▶ [WHAT THE EXERCISE ASKS]: Return the listing below in full, exactly.

####################

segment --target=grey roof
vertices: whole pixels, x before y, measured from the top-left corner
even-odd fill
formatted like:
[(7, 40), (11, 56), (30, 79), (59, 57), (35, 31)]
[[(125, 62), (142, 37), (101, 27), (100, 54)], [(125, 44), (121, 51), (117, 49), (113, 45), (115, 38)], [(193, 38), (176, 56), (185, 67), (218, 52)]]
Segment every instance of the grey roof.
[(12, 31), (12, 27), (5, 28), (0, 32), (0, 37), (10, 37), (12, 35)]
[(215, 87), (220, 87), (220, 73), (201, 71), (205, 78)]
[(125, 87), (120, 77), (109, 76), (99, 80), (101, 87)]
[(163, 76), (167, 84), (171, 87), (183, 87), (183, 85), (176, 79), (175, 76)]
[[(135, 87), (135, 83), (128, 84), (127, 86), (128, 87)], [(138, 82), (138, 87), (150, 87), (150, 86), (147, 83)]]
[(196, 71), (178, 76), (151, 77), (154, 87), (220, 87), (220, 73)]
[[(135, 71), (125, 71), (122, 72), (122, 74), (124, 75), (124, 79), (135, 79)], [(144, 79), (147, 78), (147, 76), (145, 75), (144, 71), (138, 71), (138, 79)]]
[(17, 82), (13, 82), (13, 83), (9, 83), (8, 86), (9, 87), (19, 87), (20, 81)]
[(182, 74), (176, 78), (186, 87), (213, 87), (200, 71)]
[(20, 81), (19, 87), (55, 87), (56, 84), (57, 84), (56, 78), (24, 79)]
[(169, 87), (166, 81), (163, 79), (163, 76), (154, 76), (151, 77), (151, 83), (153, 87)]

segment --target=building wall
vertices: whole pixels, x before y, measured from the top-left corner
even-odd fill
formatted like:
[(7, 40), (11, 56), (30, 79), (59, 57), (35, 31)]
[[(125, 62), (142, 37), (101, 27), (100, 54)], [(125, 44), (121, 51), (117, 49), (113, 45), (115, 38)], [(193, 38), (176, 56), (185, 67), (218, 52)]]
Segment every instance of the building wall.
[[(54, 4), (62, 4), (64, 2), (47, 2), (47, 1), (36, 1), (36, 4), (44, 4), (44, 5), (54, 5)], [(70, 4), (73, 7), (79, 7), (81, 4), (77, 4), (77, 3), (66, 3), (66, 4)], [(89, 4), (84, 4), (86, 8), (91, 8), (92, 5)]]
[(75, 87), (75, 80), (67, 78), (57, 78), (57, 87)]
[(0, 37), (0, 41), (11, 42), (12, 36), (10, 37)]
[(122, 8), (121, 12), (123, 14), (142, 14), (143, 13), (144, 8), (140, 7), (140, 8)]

####################

▶ [TASK RESULT]:
segment --target=grey roof
vertices: whole pixels, x before y, measured from the top-left corner
even-odd fill
formatted like:
[(7, 40), (11, 56), (30, 79), (59, 57), (35, 31)]
[[(125, 62), (142, 37), (101, 27), (100, 54)], [(125, 44), (121, 51), (117, 49), (113, 45), (115, 38)], [(193, 38), (176, 56), (185, 67), (218, 52)]]
Segment every instance of the grey roof.
[(12, 31), (12, 27), (5, 28), (0, 32), (0, 37), (10, 37), (12, 35)]
[(215, 87), (220, 87), (220, 73), (201, 71), (205, 78)]
[(125, 87), (120, 77), (109, 76), (99, 80), (101, 87)]
[(163, 76), (167, 84), (171, 87), (183, 87), (183, 85), (176, 79), (175, 76)]
[[(135, 87), (135, 83), (128, 84), (127, 86), (128, 87)], [(138, 82), (138, 87), (150, 87), (150, 86), (147, 83)]]
[(196, 71), (178, 76), (151, 77), (154, 87), (220, 87), (220, 73)]
[[(135, 71), (125, 71), (122, 72), (122, 74), (124, 75), (124, 79), (135, 79)], [(144, 79), (147, 78), (147, 76), (145, 75), (144, 71), (138, 71), (138, 79)]]
[(17, 82), (13, 82), (13, 83), (9, 83), (8, 86), (9, 87), (19, 87), (20, 81)]
[(182, 74), (176, 78), (186, 87), (213, 87), (200, 71)]
[(20, 81), (19, 87), (55, 87), (56, 84), (57, 84), (56, 78), (24, 79)]
[(169, 87), (166, 81), (163, 79), (163, 76), (154, 76), (151, 77), (151, 83), (153, 87)]

segment --target=building wall
vertices: whole pixels, x before y, measured from the top-left corner
even-odd fill
formatted like:
[(7, 40), (11, 56), (30, 79), (59, 57), (35, 31)]
[[(125, 62), (142, 37), (101, 27), (100, 54)], [(125, 44), (121, 51), (117, 49), (113, 45), (115, 38)], [(193, 38), (176, 56), (185, 67), (218, 52)]]
Segment every instance of the building wall.
[[(54, 4), (62, 4), (64, 2), (47, 2), (47, 1), (36, 1), (36, 4), (44, 4), (44, 5), (54, 5)], [(70, 4), (73, 7), (79, 7), (81, 4), (77, 4), (77, 3), (66, 3), (66, 4)], [(89, 4), (84, 4), (86, 8), (91, 8), (92, 5)]]
[(75, 87), (75, 80), (67, 78), (57, 78), (57, 87)]
[(0, 37), (0, 41), (11, 42), (12, 36), (10, 37)]
[(122, 8), (121, 12), (123, 14), (142, 14), (143, 13), (144, 8), (140, 7), (140, 8)]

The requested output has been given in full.